■ TRECHO PARA LEITURA
----------

O Pedro Henrique Leal é um amigo meu de velha data e por anos, tocou o blog Fortaleza da Nerditude, no qual ele comentava sobre cultura pop e action figures. Vez por outra, eu o citava. No entanto, ele em certo ponto parou de atualizar seu blog e foi cuidar da vida, como todos nós fazemos em algum momento. E como costuma acontecer nessas horas, alguns textos acabam se perdendo. Enquanto isso, este pequeno canto dedicado ao RPG Brigada Ligeira Estelar prosseguiu, seguindo sua vida útil e mandando material quase toda semana para seus leitores (salvo nos finais de ano, quando costumeiramente temos uma pausa).
Um dos textos icônicos do Fortaleza foi “De Robores e de Horrores”, dedicado às ligações entre o horror e o gênero robôs gigantes. Provavelmente eu devo tê-lo linkado por aqui em algum momento, mas enfim… ele desapareceu. E o Brigada seguiu seu rumo por aqui, se tornando mais e mais um blog voltado aos jogadores de RPG e não necessariamente voltado aos interessados pelas sci-fi animadas nipônicas. Algumas vezes recebi puxões válidos de orelha dos leitores, mais desejosos de conteúdo de jogo e menos de material sobre o gênero em si. E me ative a isso.
Porém, recentemente o Pedro Henrique encontrou finalmente as versões iniciais de seu “Robores” e… não viu muito sentido em reativar o velho Fortaleza da Nerditude apenas por um único texto. Então ele me perguntou se haveria problema em publicar esse material no blog de Brigada Ligeira Estelar. Apesar do tom deste canto da internet ser essencialmente diferente, eu não vejo motivo para não fazê-lo… e convenhamos, o timing foi perfeito: neste momento, estou tossindo pelos cantos por causa de uma gripe pesadíssima e produzir conteúdo não é fácil nessas horas.
Ah, sim: o Pedro me deu permissão para mudar o título e revisar o texto. Daí a mudança de nome. Convenhamos, eu entendi a brincadeira, mas “robores” é uma palavra bem esquisita…
Existe um gênero de ficção muito desprezado por leitores de quadrinhos. Um gênero que esteve para o quadrinho japonês como os super-heróis ainda estão para os quadrinhos americanos e que divide com este uma importância simbólica. Falo dos super robôs, o velho gênero dos quadrinhos e desenhos japoneses onde uma máquina gigantesca pilotada por jovens destemidos enfrenta as forças do mal.

----------

■ EXERCÍCIO ESCRITO 1
Conte quantas linhas abaixo contêm a palavra "dark", levando em conta maiúsculas e minúsculas. Responda somente com o número.

----------

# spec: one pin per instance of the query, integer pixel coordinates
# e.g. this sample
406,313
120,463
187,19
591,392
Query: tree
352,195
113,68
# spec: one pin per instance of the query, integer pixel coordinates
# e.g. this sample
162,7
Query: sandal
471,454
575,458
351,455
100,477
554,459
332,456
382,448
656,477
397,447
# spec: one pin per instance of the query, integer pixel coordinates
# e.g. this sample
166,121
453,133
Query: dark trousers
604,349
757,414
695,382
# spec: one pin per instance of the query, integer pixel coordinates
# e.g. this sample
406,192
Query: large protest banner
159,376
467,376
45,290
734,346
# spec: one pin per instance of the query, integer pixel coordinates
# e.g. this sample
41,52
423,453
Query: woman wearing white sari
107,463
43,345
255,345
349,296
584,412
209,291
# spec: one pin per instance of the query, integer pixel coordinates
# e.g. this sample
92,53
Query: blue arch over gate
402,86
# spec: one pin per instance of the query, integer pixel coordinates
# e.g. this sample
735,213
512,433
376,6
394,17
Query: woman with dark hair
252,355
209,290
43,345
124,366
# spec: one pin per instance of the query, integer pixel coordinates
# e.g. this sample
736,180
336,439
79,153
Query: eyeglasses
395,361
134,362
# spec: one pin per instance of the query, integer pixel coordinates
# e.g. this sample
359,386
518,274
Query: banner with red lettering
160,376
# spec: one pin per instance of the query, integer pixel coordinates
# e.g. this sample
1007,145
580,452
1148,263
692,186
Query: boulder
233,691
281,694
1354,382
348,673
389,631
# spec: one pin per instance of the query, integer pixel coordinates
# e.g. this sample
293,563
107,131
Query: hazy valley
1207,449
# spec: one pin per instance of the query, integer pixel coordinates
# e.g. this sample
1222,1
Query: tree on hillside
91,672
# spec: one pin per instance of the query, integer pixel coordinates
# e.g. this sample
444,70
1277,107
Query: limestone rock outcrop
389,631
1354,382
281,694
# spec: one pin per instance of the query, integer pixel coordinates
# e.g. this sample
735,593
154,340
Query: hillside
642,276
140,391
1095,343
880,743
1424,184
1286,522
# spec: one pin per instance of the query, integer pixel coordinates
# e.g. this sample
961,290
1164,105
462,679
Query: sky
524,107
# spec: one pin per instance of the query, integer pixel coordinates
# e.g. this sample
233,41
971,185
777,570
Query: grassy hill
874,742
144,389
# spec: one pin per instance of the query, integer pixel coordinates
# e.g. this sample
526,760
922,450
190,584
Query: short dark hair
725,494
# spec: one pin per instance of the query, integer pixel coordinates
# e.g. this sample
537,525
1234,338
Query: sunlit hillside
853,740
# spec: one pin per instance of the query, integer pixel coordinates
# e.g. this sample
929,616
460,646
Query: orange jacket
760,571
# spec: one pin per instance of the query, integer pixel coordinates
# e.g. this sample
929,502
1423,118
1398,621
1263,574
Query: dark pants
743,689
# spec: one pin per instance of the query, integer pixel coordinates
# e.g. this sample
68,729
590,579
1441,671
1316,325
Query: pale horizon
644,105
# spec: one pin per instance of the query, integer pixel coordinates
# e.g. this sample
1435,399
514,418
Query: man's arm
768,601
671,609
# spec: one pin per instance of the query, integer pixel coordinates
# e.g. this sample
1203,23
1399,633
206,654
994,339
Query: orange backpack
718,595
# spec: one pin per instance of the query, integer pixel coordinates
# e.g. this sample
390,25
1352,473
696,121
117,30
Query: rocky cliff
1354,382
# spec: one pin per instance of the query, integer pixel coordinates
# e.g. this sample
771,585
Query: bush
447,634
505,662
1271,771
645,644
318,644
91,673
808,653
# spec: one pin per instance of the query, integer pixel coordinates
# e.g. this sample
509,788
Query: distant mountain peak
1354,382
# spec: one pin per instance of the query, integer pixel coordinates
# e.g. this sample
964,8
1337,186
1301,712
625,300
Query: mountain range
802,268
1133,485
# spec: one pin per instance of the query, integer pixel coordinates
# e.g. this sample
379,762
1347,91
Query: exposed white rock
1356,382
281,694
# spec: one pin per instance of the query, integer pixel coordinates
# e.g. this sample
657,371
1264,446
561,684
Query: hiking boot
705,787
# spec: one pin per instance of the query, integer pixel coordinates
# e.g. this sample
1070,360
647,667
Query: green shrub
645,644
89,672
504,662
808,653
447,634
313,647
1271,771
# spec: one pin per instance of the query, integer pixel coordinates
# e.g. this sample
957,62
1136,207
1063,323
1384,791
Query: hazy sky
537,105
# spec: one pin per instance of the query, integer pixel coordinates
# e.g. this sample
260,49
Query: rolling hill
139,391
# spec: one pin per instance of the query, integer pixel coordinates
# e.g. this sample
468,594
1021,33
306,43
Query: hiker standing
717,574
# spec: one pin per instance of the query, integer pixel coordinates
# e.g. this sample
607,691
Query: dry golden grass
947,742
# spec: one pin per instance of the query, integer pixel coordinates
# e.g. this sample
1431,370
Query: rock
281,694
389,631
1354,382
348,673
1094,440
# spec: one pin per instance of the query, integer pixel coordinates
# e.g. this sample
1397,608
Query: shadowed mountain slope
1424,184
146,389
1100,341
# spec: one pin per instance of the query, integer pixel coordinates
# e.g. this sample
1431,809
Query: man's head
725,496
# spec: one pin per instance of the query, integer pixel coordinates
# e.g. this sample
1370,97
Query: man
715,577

----------

■ EXERCÍCIO ESCRITO 2
Copie o trecho começando nas palavras "Ah, sim: o Pedro" e terminando depois de "forças do mal.", e troque "gigantesca" por "enorme".

■ RESPOSTA COMPLETA 1
4

■ RESPOSTA COMPLETA 2
Ah, sim: o Pedro me deu permissão para mudar o título e revisar o texto. Daí a mudança de nome. Convenhamos, eu entendi a brincadeira, mas “robores” é uma palavra bem esquisita…
Existe um gênero de ficção muito desprezado por leitores de quadrinhos. Um gênero que esteve para o quadrinho japonês como os super-heróis ainda estão para os quadrinhos americanos e que divide com este uma importância simbólica. Falo dos super robôs, o velho gênero dos quadrinhos e desenhos japoneses onde uma máquina enorme pilotada por jovens destemidos enfrenta as forças do mal.